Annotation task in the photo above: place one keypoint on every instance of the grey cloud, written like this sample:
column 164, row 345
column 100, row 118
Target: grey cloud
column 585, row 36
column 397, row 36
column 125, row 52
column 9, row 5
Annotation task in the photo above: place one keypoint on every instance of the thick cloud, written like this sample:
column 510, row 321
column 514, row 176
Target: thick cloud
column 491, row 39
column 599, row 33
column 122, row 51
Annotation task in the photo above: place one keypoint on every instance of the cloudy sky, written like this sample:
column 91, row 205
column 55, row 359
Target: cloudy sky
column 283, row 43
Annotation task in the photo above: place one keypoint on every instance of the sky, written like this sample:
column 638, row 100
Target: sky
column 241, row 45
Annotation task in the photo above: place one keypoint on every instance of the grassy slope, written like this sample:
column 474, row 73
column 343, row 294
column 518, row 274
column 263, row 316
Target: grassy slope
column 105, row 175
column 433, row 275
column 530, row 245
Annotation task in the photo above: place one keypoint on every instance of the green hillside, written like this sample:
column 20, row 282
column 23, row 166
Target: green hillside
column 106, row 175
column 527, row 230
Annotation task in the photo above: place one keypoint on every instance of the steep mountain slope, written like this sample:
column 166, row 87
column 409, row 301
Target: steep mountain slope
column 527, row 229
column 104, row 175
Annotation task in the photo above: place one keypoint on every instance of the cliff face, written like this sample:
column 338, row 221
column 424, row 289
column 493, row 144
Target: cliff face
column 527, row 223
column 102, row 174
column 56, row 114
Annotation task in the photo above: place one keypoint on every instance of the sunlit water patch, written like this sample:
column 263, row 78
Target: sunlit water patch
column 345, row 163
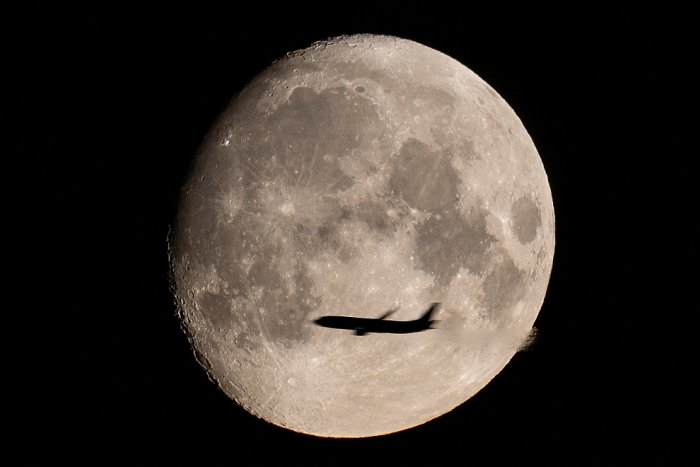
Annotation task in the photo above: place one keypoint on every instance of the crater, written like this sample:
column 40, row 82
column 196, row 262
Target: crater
column 503, row 286
column 526, row 219
column 424, row 179
column 447, row 242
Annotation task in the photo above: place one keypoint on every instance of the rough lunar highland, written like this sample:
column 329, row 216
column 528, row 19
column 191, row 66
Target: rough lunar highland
column 361, row 174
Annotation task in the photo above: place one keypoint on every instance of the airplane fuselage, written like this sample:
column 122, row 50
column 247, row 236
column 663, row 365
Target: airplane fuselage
column 368, row 325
○ ○ ○ ○ ○ ○ ○
__DIRECTION__. Reproduce the entries from the line containing "of the grassy" through the line containing "column 447, row 242", both included. Leave out the pictures.

__WRITTEN RESPONSE__.
Annotation task in the photo above: place one keypoint on every instance of the grassy slope, written like this sample:
column 474, row 73
column 343, row 294
column 518, row 274
column 263, row 316
Target: grassy slope
column 105, row 175
column 433, row 275
column 530, row 245
Annotation task in the photo above: place one keypoint on every instance of the green hillside, written like this sample:
column 20, row 282
column 23, row 166
Target: green hillside
column 106, row 175
column 527, row 230
Annotation task in the photo above: place one keypoint on every instance of the steep mountain slope, written like this sample:
column 166, row 87
column 409, row 301
Target: steep mountain slope
column 527, row 229
column 104, row 175
Annotation task in the photo above: place one keypoint on every instance of the cliff face, written like this sample:
column 338, row 221
column 424, row 289
column 493, row 144
Target: cliff face
column 527, row 223
column 102, row 174
column 56, row 114
Annotation task in the photo above: place one keypoint on every instance of the sunlit water patch, written like this sample:
column 263, row 78
Target: sunlit water patch
column 345, row 163
Annotation task in the photo above: place one keypoint on every instance of the crater, written like this sample:
column 40, row 82
column 196, row 262
Target: crater
column 503, row 286
column 526, row 219
column 424, row 179
column 447, row 242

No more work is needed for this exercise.